◆ WHAT THE EXERCISE ASKS
Work out how many lines of the listing hold "below" and return that number by itself.

=== Begin Enclosure ===

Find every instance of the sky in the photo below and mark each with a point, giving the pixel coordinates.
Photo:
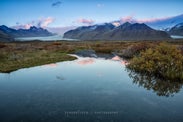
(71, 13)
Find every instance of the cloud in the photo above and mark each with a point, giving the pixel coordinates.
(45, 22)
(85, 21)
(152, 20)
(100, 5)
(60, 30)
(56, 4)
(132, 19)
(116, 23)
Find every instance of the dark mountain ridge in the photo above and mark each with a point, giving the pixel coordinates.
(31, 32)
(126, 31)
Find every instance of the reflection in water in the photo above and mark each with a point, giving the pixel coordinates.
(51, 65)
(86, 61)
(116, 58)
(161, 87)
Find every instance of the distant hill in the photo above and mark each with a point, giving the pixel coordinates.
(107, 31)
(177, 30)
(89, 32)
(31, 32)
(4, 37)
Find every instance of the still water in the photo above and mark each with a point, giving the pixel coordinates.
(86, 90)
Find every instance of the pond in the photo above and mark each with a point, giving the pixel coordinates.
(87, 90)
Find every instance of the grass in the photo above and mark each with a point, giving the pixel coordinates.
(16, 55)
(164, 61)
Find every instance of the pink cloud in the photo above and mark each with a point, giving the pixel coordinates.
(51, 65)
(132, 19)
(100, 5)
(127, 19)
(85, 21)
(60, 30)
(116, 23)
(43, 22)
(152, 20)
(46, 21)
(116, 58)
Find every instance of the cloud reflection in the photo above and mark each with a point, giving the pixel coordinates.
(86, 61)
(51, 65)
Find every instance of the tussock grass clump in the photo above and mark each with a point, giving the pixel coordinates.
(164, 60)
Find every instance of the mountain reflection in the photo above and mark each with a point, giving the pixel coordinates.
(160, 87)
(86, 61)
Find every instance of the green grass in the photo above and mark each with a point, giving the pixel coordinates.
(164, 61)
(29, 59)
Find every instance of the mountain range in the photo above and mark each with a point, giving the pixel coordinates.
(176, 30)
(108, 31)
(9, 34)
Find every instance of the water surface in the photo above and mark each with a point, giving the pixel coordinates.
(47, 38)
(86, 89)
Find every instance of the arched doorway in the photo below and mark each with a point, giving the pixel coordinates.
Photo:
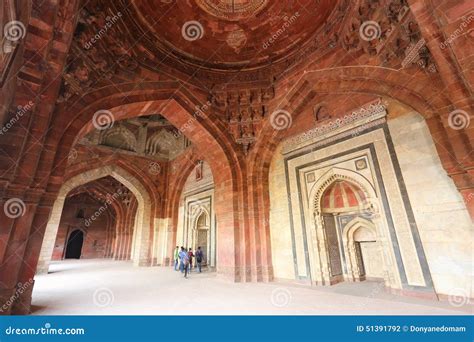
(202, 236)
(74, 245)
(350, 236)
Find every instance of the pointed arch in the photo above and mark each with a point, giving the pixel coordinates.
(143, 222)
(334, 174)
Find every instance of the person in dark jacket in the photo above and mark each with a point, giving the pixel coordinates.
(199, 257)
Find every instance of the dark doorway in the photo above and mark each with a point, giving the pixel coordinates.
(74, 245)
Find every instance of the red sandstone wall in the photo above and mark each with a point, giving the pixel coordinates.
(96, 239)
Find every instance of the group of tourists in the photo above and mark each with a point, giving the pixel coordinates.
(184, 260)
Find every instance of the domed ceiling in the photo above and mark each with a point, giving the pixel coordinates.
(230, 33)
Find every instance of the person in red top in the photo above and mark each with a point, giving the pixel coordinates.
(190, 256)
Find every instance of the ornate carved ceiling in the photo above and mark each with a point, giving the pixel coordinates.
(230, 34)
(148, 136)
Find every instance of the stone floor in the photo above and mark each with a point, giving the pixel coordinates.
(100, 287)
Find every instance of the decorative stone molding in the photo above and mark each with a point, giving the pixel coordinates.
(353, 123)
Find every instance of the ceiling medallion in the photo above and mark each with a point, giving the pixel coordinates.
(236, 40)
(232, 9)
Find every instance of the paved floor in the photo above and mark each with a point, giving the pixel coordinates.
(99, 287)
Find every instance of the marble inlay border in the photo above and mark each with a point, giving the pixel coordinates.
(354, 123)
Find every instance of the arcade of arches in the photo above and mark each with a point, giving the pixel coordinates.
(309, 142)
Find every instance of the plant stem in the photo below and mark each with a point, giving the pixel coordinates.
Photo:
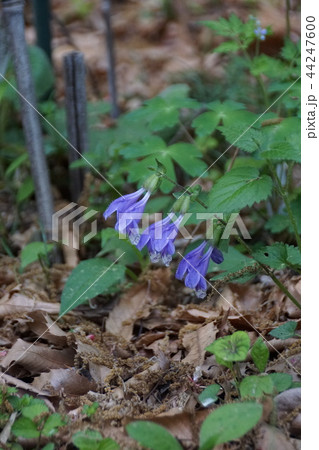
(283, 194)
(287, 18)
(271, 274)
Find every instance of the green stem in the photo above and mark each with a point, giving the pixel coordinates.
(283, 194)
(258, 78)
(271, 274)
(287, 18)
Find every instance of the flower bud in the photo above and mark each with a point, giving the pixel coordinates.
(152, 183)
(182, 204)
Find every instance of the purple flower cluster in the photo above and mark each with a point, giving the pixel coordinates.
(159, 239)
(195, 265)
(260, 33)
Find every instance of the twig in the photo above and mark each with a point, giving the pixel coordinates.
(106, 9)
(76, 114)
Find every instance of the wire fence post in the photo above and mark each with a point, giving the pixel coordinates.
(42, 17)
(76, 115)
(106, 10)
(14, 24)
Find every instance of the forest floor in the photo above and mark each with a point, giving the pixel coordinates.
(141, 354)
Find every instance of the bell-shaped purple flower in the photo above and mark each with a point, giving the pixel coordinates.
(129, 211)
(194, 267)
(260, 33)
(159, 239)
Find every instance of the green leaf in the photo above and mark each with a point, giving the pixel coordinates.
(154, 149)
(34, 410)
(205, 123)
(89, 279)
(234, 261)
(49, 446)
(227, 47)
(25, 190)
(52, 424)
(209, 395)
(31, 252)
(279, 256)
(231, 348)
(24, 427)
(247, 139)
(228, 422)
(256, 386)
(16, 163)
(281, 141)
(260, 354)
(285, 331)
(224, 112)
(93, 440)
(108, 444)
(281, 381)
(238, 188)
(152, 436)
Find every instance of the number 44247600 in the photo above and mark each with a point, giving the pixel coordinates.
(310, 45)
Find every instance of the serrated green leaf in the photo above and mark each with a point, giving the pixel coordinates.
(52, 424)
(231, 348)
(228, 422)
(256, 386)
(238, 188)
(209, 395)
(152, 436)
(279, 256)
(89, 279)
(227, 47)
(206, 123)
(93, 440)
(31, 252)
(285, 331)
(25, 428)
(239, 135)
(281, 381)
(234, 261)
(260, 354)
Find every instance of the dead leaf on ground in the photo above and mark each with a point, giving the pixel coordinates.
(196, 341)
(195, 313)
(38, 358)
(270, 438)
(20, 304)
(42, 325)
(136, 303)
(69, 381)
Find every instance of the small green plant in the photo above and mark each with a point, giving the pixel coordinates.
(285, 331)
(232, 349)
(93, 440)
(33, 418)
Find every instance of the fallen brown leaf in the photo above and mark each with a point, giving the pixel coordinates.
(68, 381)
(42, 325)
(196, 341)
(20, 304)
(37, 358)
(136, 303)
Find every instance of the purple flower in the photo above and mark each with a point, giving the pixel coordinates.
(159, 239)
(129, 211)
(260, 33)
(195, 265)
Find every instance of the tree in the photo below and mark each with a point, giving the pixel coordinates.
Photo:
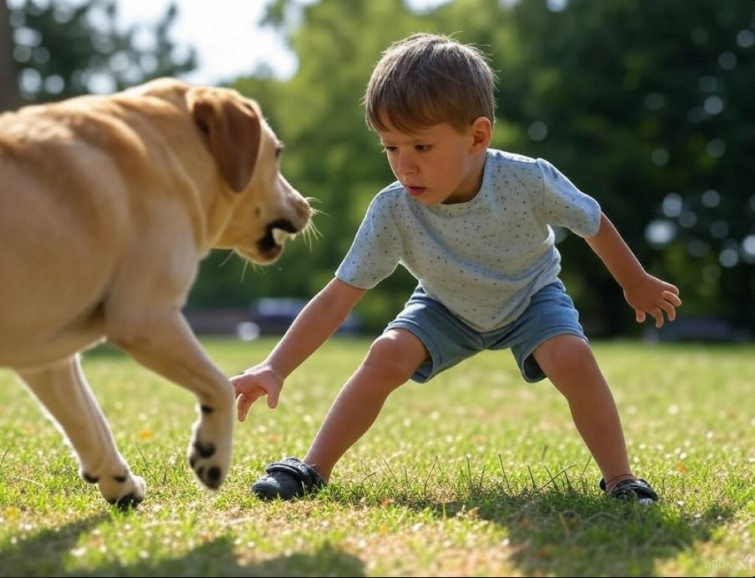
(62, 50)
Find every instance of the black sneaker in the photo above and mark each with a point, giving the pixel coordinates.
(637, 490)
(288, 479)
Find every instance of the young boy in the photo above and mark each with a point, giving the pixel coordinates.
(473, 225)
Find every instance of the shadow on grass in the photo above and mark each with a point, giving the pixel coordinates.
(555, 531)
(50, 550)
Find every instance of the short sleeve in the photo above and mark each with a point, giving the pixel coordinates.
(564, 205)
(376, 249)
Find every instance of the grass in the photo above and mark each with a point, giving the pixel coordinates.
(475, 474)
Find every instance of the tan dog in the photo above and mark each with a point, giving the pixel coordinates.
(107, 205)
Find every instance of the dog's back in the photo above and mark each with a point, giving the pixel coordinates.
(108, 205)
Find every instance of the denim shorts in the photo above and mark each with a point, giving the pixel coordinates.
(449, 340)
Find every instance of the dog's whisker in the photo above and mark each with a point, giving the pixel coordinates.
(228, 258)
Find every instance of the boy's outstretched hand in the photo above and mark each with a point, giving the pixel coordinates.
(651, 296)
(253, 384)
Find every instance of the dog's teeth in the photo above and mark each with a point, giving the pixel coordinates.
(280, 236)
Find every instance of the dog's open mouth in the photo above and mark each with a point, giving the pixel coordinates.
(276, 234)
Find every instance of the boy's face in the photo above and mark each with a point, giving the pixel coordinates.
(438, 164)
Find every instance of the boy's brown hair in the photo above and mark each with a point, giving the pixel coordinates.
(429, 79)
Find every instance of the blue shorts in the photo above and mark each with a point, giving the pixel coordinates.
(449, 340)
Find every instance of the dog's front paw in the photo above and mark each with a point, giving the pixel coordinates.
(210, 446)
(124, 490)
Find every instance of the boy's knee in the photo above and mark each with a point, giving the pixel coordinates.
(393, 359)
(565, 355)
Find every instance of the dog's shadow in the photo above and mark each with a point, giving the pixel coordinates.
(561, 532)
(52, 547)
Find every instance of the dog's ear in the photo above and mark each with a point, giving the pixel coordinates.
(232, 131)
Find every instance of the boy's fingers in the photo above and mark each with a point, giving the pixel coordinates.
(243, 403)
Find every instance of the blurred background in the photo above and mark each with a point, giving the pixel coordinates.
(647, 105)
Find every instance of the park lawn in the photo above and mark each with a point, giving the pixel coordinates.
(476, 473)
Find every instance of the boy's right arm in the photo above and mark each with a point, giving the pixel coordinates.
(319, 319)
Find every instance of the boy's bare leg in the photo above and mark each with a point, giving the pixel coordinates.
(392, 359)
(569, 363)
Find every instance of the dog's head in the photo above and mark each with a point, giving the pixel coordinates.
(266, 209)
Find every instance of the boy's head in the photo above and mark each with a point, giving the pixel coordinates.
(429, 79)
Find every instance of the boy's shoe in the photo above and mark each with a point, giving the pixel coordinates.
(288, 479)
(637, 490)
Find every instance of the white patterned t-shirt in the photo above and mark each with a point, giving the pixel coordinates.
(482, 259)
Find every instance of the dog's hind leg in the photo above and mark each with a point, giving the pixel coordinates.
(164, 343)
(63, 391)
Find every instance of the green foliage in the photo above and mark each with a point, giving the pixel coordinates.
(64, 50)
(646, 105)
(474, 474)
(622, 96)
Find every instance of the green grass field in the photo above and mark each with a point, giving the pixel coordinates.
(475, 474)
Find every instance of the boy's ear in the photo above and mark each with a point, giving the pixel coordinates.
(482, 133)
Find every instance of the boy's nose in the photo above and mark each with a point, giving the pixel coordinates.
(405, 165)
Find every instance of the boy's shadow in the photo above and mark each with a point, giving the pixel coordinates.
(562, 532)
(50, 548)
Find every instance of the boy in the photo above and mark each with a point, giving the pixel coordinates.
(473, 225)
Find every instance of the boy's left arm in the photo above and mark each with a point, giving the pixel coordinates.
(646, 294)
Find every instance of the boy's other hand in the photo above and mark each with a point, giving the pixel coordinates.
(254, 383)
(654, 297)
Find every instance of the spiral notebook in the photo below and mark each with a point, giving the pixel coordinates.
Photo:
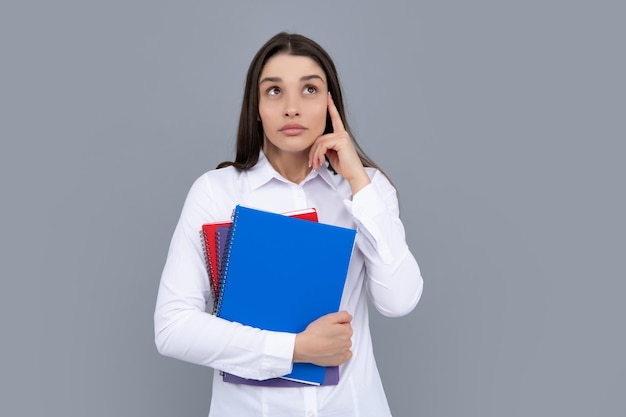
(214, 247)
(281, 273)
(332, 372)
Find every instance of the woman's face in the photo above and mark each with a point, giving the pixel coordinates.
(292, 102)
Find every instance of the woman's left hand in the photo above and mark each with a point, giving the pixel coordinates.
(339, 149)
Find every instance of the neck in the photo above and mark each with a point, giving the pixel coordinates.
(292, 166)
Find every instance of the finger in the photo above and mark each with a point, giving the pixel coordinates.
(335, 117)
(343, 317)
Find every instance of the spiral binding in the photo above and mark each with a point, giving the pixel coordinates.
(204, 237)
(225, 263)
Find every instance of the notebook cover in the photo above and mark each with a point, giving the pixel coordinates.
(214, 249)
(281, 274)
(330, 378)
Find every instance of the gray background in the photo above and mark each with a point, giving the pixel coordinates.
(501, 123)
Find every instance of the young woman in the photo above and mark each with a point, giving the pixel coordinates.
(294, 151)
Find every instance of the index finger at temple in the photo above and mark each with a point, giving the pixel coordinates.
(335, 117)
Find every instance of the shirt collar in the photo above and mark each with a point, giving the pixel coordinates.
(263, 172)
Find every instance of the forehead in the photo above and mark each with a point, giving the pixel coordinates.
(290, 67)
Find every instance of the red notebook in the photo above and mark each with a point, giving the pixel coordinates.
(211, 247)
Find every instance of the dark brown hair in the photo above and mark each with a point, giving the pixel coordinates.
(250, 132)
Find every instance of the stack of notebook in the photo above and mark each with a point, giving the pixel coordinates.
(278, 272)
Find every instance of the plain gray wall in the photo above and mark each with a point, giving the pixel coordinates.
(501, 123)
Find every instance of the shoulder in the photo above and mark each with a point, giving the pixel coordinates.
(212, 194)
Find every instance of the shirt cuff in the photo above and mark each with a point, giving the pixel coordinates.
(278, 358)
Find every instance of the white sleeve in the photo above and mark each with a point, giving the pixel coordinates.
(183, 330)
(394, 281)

=== End Enclosure ===

◆ REPLY TO THE EXERCISE
5